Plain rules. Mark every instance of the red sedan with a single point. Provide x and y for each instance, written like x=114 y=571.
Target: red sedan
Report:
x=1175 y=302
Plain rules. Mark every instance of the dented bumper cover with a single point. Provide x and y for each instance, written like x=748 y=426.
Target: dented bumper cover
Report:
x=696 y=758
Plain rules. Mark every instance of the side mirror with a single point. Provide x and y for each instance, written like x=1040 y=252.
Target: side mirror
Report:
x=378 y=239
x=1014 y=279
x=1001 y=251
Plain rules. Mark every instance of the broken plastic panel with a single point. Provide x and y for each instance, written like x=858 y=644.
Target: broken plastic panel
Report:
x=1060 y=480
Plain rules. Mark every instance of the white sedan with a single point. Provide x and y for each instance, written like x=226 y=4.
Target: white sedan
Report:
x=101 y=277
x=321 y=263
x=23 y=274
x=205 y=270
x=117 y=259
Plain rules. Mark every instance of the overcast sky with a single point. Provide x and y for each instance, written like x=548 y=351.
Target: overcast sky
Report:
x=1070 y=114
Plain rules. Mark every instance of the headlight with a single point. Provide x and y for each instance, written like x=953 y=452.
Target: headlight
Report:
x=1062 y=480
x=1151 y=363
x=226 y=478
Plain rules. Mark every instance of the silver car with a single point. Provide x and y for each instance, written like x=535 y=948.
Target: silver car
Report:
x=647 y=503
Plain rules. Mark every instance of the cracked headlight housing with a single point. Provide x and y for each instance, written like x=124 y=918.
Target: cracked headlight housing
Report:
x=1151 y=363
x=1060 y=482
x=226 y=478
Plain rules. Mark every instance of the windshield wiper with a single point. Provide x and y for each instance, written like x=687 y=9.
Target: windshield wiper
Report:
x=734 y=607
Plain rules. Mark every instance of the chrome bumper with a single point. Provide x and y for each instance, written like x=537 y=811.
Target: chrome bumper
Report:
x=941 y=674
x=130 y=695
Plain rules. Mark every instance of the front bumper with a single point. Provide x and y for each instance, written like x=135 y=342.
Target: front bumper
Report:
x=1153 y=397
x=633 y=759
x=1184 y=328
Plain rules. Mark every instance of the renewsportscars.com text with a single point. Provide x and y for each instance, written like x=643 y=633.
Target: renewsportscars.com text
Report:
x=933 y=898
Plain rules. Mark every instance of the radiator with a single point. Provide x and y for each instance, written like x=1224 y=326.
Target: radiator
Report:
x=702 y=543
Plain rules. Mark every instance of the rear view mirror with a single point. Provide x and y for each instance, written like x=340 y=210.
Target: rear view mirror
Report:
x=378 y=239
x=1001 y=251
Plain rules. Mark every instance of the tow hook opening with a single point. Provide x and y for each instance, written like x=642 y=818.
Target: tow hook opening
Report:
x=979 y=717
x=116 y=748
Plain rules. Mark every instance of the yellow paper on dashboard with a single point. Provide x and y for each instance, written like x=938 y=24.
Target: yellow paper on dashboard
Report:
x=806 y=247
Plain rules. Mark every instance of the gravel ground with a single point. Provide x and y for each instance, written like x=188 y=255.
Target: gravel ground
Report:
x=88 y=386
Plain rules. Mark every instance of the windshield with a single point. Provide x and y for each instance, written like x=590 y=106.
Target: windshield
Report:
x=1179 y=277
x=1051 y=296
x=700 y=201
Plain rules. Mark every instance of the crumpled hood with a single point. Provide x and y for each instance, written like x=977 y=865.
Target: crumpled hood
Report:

------------------------------------------------------------------------

- Problem details -
Copy out the lines of the records above that begin with the line containing "Plain rules. Mark every instance of the overcast" and go on through the line containing "x=1070 y=114", reproducing every character unchanged.

- Task solution -
Plain rules. Mark every instance of the overcast sky with a single point. Provide x and y for each instance, written like x=548 y=351.
Target: overcast sky
Report:
x=1070 y=114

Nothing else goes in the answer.